| SUPPLIED DATA |
"""

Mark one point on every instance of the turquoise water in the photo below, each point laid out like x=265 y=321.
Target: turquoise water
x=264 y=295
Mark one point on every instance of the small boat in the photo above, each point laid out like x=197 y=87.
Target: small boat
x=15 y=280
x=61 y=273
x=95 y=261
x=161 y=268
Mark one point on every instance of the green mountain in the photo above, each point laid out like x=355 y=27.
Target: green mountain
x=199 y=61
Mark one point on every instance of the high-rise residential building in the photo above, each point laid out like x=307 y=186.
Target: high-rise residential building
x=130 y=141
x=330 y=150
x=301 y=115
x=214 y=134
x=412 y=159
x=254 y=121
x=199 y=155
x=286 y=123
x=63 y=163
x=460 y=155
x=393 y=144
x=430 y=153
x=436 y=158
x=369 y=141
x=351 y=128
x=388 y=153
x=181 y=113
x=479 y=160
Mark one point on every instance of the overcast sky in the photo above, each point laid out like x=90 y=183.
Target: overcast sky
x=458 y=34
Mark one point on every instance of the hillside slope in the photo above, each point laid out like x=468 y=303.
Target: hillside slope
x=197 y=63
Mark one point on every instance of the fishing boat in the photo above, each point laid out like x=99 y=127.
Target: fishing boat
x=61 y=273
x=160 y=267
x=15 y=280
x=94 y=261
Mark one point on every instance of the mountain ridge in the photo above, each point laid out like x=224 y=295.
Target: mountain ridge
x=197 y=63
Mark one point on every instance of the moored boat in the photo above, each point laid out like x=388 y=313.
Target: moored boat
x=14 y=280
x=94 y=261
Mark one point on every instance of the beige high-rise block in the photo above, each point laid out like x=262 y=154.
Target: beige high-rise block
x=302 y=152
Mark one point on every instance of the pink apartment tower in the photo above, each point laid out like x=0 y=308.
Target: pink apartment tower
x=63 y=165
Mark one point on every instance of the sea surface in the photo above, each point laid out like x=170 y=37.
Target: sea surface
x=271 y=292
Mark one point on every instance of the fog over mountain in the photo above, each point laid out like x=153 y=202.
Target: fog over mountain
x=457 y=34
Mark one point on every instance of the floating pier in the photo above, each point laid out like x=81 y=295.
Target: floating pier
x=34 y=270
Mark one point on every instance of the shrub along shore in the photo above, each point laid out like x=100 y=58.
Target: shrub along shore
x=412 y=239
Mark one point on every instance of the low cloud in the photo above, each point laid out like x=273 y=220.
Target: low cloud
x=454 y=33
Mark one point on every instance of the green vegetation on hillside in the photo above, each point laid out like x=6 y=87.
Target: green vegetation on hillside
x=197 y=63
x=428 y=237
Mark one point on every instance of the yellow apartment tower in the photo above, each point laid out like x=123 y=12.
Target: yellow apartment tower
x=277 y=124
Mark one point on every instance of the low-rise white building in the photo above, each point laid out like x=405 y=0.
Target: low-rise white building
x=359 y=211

"""

| DIRECTIONS FOR THIS TASK |
Recast the records as a Markdown table with the columns Row and Line, starting at the first line of the records and ending at the line containing "x=479 y=160", both included. Give each line its row number and leave out blank lines.

| RESULT |
| Row | Line |
|---|---|
| 1 | Mark one point on every instance of the turquoise water in the photo below, each point laid out like x=265 y=321. |
| 2 | Target: turquoise water |
| 3 | x=264 y=295 |
| 4 | Mark one point on every instance of the small boat in the photo above, each point laid out like x=197 y=87. |
| 5 | Target: small boat |
| 6 | x=15 y=280 |
| 7 | x=61 y=273 |
| 8 | x=95 y=261 |
| 9 | x=161 y=268 |
| 10 | Mark one point on every instance of the green mountain in the photo above, each point laid out like x=355 y=27. |
| 11 | Target: green mountain |
| 12 | x=199 y=61 |
| 13 | Mark one point on every instance of the high-rise residential building in the photo above, each point laid out like x=307 y=186. |
| 14 | Target: high-rise residential building |
| 15 | x=130 y=141 |
| 16 | x=330 y=150 |
| 17 | x=301 y=115 |
| 18 | x=214 y=134 |
| 19 | x=412 y=159 |
| 20 | x=254 y=121 |
| 21 | x=199 y=155 |
| 22 | x=286 y=123 |
| 23 | x=63 y=163 |
| 24 | x=460 y=155 |
| 25 | x=393 y=144 |
| 26 | x=430 y=153 |
| 27 | x=436 y=158 |
| 28 | x=369 y=141 |
| 29 | x=351 y=128 |
| 30 | x=388 y=153 |
| 31 | x=181 y=113 |
| 32 | x=479 y=160 |